◆ **Consigne de travail 1**
D'après l'extrait fourni, expliquez pourquoi un accroissement de la charge administrative dû à la liste serait problématique.
◆ **Consigne de travail 2**
Réécrivez le passage de l'extrait fourni commençant par "2 Voir Roth" et se terminant par "(www.obsan.admin.ch → Publications).", en changeant "Publications" en "Documents".

Le monitorage est capital

A l’avenir, il sera important d’étudier exactement les répercussions de l’introduction de la liste de l’OFSP et des listes cantonales. C’est pourquoi la FMH s’est engagée de bonne heure en faveur d’un monitorage approprié. L’OFSP a ensuite réuni les acteurs concernés dans différents groupes de travail, au sein desquels la FMH représente les intérêts du corps médical. Un de ces groupes est chargé de discuter du projet de monitorage de l’OFSP, qui vise en particulier à éclaircir les aspects suivants du transfert du stationnaire vers l’ambulatoire: (1) la situation des soins et les transferts dans les six groupes d’interventions définis; (2) l’évolution des coûts dans les six groupes d’interventions; (3) la qualité des traitements effectués en ambulatoire et en stationnaire (p. ex. en ce qui concerne les admissions d’urgence ou les complications après des interventions ambulatoires) et (4) les processus administratifs de facturation et de vérification.

S’attaquer aux causes, pas seulement aux symptômes

Grâce aux progrès de la médecine, un nombre croissant d’examens et d’interventions qui jusqu’à peu étaient effectués en stationnaire peuvent être transférés vers l’ambulatoire. Les faux incitatifs résultant des différences de financement et de tarifs dans les deux secteurs contribuent cependant au fait que ce potentiel de transfert n’est pas pleinement exploité. Même si les listes d’interventions à effectuer en ambulatoire ne s’attaquent pas à la racine du problème, elles devraient accélérer le passage du stationnaire vers l’ambulatoire. Il reste cependant à voir à quelle vitesse les hôpitaux pourront adapter leur infrastructure et leurs processus à ces changements. Ce qui est sûr, c’est que la liste rendra les processus administratifs plus complexes. Par exemple, selon les dispositions des conventions tarifaires, les assureurs vérifient avant ou après l’intervention si les conditions d’hospitalisation sont remplies ou non. Il est à craindre que la liste n’accroisse encore davantage la charge administrative pour les hôpitaux et le corps médical, ce qui serait problématique, car les médecins interrogés actifs dans les soins somatiques aigus consacrent déjà en moyenne 120 minutes par jour au travail de documentation. Espérons que l’accent soit mis sur des solutions qui combattent les causes et non le symptôme du potentiel inexploité de transfert, telles que la réduction des faux incitatifs par le financement uniforme des prestations ambulatoires et stationnaires[8].
FMH
Division Médecine
et tarifs hospitaliers
Baslerstrasse 47
CH-4600 Olten
Tél. 031 359 11 11
Fax 031 359 11 12
tarife.spital[at]fmh.ch
1 OPAS, annexe 1a, Restriction de prise en charge des coûts pour certaines interventions électives, I. Liste des interventions électives à effectuer en ambulatoire.
2 Voir Roth S et Pellegrini S. Le potentiel de transfert du stationnaire vers l’ambulatoire. Analyse pour une sélection d’interventions chirurgicales. Etude réalisée sur mandat de l’Office fédéral de la santé publique (OFSP). Obsan Dossier. 2018;63. Neuchâtel: Observatoire suisse de la santé (www.obsan.admin.ch → Publications); ainsi que Roth S et Pellegrini S. Le développement de l’ambulatoire dans une perspective cantonale. Analyse de six groupes de prestations chirurgicales. Obsan Bulletin. 2019;1. ­Neuchâtel: Observatoire suisse de la santé (www.obsan.admin.ch → Publications).

◆ **Extraits de données**

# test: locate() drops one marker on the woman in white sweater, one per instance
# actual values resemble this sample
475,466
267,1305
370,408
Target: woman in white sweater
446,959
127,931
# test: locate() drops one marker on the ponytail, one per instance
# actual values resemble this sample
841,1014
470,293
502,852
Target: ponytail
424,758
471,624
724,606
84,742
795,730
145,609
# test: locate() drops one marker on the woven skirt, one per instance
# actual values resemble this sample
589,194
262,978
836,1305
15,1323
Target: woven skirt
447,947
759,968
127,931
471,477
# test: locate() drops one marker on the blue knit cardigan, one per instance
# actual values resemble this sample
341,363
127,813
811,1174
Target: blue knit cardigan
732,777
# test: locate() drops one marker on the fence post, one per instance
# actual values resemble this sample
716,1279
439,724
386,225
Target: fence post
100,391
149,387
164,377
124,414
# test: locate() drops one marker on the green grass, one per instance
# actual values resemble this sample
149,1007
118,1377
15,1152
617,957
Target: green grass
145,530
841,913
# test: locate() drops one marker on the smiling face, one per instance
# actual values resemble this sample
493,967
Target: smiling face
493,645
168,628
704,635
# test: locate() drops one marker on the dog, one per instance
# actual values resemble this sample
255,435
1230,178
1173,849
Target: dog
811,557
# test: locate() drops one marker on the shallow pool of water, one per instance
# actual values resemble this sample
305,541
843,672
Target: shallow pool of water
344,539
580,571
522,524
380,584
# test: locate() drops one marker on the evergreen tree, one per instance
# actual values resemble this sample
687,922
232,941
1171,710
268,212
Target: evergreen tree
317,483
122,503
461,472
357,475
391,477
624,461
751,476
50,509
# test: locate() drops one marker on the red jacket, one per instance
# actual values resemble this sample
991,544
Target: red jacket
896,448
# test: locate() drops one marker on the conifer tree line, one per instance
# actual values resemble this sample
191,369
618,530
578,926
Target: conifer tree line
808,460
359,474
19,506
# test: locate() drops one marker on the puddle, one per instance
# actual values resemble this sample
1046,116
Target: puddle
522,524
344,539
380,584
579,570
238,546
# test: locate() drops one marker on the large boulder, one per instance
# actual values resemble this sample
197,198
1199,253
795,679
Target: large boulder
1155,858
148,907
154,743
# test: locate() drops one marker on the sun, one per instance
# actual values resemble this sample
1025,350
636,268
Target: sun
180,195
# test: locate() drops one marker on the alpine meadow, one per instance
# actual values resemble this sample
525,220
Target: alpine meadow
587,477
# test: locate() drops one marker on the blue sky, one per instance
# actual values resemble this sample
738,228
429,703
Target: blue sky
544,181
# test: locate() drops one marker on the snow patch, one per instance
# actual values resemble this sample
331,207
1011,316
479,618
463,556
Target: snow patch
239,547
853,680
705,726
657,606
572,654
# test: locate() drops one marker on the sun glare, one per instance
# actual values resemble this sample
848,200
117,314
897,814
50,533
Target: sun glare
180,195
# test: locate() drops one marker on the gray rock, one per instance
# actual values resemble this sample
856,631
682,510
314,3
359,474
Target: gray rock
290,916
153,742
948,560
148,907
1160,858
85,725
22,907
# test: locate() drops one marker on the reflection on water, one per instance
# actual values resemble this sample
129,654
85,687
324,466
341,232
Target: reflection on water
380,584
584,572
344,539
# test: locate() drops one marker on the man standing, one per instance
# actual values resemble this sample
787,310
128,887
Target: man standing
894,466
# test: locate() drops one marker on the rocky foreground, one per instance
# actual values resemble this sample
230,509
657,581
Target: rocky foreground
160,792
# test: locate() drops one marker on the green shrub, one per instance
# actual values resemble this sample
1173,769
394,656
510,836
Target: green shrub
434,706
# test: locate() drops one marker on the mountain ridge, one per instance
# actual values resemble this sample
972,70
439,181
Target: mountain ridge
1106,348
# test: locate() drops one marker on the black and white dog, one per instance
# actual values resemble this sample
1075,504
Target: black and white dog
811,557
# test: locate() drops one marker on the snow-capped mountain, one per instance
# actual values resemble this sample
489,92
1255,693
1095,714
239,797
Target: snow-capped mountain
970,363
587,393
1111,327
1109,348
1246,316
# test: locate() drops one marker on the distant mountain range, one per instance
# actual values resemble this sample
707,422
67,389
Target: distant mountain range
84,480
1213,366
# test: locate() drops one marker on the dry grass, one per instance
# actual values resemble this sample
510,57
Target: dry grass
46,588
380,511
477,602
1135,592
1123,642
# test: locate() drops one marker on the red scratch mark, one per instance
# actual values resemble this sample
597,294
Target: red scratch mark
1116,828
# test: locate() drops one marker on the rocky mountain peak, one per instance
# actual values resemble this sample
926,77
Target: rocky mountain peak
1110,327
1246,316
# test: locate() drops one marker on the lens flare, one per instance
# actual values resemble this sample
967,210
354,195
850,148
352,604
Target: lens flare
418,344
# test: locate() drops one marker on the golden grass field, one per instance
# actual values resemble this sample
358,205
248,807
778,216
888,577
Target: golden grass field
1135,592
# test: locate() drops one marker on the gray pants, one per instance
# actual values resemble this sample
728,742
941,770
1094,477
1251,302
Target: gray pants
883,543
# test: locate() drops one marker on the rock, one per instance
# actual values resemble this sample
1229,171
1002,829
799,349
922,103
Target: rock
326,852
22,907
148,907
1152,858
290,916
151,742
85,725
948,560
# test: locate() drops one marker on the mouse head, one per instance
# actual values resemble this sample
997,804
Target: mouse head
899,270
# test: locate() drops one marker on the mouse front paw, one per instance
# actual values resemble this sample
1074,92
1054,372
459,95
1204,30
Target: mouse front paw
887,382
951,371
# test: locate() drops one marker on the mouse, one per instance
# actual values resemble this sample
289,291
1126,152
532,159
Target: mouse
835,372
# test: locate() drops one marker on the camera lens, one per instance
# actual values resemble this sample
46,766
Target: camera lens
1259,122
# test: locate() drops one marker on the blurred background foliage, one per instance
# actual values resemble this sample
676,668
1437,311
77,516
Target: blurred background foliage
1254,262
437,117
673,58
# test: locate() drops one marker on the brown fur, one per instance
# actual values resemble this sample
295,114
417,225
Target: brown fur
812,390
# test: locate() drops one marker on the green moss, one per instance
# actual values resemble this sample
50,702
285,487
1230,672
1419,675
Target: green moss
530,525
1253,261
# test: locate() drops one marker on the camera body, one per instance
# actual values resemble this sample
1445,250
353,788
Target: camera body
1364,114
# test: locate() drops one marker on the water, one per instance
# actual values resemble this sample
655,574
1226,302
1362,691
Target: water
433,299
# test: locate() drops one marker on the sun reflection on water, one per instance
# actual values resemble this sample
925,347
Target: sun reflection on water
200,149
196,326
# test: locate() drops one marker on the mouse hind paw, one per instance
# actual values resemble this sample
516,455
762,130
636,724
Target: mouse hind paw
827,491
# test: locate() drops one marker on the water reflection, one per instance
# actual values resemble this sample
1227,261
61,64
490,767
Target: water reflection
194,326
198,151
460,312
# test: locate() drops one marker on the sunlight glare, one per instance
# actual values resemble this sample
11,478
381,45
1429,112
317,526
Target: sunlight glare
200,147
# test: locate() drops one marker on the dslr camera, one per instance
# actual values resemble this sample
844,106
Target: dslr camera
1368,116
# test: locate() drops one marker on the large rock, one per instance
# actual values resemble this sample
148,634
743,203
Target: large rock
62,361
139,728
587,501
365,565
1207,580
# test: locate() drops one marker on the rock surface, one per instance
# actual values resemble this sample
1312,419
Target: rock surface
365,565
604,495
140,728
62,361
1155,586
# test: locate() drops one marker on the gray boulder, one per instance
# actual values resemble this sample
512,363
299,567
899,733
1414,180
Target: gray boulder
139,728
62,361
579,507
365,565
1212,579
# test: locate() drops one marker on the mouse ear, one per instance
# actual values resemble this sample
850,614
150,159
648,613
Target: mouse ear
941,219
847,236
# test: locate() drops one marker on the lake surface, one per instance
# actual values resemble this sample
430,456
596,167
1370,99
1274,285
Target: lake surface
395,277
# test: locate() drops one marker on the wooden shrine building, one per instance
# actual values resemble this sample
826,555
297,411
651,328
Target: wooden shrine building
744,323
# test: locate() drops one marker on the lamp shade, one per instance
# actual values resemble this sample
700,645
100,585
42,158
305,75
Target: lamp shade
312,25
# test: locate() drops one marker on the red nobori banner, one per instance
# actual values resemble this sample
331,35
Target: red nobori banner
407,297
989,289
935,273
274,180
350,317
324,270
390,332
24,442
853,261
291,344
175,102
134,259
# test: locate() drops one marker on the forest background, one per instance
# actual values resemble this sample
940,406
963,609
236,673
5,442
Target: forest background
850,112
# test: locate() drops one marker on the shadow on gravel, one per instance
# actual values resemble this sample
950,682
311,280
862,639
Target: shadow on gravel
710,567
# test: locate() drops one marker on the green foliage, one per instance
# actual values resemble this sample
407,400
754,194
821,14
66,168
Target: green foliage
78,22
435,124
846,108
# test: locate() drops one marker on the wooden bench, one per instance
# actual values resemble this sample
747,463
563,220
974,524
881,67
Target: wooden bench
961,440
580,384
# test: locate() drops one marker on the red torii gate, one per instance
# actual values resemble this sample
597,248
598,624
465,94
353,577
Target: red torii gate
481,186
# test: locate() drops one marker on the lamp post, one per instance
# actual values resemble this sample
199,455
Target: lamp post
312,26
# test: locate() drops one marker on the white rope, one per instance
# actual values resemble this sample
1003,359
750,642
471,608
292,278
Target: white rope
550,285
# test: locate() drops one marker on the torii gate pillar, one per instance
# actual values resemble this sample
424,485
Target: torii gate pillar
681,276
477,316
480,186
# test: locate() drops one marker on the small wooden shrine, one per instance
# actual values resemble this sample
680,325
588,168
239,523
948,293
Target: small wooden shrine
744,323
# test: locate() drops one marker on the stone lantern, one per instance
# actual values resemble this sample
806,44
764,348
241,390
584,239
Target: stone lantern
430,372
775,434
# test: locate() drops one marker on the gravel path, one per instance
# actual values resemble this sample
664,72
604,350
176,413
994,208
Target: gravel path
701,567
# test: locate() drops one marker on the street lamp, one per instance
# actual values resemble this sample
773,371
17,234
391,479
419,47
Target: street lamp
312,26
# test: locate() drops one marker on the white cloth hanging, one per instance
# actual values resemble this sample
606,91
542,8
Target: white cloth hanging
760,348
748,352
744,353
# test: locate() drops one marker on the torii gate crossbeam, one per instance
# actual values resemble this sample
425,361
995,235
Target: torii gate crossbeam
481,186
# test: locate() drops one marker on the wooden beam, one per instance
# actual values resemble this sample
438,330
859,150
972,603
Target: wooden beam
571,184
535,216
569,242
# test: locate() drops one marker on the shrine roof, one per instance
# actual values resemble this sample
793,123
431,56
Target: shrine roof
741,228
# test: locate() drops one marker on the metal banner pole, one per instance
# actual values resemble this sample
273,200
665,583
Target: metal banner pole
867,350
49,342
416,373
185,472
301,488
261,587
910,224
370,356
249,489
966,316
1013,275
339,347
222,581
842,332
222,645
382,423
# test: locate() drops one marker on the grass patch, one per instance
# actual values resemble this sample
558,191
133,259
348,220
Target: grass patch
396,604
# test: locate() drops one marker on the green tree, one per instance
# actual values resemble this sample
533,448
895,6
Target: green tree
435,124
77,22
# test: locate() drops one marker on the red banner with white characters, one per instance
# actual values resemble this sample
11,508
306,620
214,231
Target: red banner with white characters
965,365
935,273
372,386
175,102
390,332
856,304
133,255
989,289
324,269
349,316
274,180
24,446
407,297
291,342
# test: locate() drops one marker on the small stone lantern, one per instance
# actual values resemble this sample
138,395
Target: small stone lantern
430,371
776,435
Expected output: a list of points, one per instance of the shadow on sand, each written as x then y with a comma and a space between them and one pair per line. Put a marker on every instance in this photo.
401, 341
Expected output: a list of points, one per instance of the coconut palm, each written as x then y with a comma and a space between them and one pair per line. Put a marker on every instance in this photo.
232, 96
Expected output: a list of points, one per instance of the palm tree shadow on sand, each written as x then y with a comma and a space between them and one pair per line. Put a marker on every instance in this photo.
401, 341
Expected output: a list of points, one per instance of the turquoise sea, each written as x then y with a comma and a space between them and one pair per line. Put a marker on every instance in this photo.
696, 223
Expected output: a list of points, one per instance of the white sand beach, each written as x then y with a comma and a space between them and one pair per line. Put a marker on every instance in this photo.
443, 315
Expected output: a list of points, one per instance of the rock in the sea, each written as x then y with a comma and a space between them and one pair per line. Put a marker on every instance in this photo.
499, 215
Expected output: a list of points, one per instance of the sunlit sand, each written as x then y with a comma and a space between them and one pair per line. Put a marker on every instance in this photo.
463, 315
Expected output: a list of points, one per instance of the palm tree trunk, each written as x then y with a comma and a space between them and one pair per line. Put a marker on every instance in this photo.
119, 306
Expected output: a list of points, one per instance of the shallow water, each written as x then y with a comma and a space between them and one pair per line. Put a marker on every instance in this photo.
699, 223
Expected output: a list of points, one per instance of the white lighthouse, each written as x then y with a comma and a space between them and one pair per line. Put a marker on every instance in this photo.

◆ **Solution proposée 1**
Ce serait problématique parce que les médecins interrogés actifs dans les soins somatiques aigus consacrent déjà en moyenne 120 minutes par jour au travail de documentation.

◆ **Solution proposée 2**
2 Voir Roth S et Pellegrini S. Le potentiel de transfert du stationnaire vers l’ambulatoire. Analyse pour une sélection d’interventions chirurgicales. Etude réalisée sur mandat de l’Office fédéral de la santé publique (OFSP). Obsan Dossier. 2018;63. Neuchâtel: Observatoire suisse de la santé (www.obsan.admin.ch → Documents); ainsi que Roth S et Pellegrini S. Le développement de l’ambulatoire dans une perspective cantonale. Analyse de six groupes de prestations chirurgicales. Obsan Bulletin. 2019;1. ­Neuchâtel: Observatoire suisse de la santé (www.obsan.admin.ch → Documents).